◆ Description of the task ◆
Copy each of the items below word for word, leaving every line unchanged.

◆ Entries supplied ◆
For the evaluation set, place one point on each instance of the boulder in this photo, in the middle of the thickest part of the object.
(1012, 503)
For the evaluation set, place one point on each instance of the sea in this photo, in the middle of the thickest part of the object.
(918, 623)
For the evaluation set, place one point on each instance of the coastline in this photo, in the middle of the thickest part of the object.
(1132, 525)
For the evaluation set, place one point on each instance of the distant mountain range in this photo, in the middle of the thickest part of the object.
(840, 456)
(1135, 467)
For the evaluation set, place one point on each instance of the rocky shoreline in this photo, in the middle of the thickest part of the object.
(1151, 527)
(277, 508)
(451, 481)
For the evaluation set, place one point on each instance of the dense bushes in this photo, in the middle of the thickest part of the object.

◆ The completed task ◆
For the evaluation set, place one point on each instance of the boulder in this photo, in the middle of the thickest part of the object.
(1012, 503)
For the evaluation set, place one point on each instance of the sea in this photo, in the middle of the thickest part of the object.
(918, 623)
For the evaluation set, place one point on each instance of the coastline in this photo, in the middle of the thickest part of the object.
(1132, 525)
For the evaluation set, place one point on each instance of the distant mountain range in this photo, in the middle of the thickest part of the object.
(840, 456)
(1135, 467)
For the evaluation set, place one point on each instance of the rocky shoreline in this photo, in the middle of the thickest part of the object.
(1151, 527)
(277, 508)
(451, 481)
For the evaluation set, place one point on each instance of the dense bushes in this photo, in the middle of the thickest part of the object.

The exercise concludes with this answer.